Reproduce without change the part of the material that begins with the line containing "Note to the class: point to the red tomato" and continues through the last line of the material, including both of those lines.

● ● ● ● ● ● ●

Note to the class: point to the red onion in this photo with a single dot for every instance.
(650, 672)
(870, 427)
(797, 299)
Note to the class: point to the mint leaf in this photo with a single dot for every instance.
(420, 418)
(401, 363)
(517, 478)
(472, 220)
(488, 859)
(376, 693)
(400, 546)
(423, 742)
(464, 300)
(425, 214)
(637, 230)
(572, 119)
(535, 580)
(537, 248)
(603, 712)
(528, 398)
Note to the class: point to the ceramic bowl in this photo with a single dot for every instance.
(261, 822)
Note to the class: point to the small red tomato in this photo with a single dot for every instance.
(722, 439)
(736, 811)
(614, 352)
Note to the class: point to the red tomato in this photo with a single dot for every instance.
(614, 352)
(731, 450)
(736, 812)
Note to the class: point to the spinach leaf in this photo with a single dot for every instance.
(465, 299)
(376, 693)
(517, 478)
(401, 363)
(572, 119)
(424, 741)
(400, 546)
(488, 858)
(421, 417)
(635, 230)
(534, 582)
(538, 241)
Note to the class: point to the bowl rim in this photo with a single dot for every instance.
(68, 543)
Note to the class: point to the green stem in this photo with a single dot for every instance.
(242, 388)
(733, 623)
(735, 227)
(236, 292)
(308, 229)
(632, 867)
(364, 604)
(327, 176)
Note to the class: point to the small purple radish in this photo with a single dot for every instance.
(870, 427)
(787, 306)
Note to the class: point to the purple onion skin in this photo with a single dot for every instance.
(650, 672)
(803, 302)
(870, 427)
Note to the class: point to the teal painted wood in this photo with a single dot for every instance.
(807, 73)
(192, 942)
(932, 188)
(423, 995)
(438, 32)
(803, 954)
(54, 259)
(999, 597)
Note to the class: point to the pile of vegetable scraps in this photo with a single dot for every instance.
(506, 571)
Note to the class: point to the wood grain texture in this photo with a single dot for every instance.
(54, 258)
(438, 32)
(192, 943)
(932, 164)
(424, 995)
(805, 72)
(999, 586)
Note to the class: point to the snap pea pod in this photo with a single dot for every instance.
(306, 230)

● ● ● ● ● ● ●

**Final result:**
Note to the class: point to the red tomato in this photo with a single dot for every instance.
(614, 352)
(731, 450)
(736, 812)
Note to the class: point to the spinach leaf in this photo with a single dot for every instance.
(465, 299)
(376, 693)
(517, 478)
(401, 363)
(572, 119)
(424, 741)
(400, 546)
(488, 858)
(421, 417)
(635, 230)
(534, 582)
(538, 241)
Note to the class: point to the bowl rim in this photo with a single dot for every instance.
(68, 543)
Note to the class: point to the green stem in this photo with a single dot for every instance.
(242, 388)
(733, 623)
(735, 227)
(236, 292)
(308, 229)
(632, 867)
(364, 604)
(327, 176)
Note to the class: point to the small purple radish in this photo with a single dot for every instance.
(870, 427)
(787, 306)
Note to the class: point to the purple onion skin in this photo with a single dot for every instance.
(650, 672)
(803, 302)
(870, 427)
Note to the class: point to the teal painted wood in this photo with a single dot for every instance.
(807, 73)
(192, 942)
(932, 188)
(423, 995)
(438, 32)
(803, 954)
(54, 259)
(999, 597)
Note to the class: point to the pile of vegetable scraps in this photo with a single dot for every instance.
(506, 571)
Note to the class: point to the wood grain texture in this photo with a single dot for every instance.
(54, 258)
(438, 32)
(192, 943)
(932, 164)
(424, 995)
(805, 72)
(999, 586)
Note to the class: point to the snap pea pod in this photo with a single dot for every instance.
(306, 230)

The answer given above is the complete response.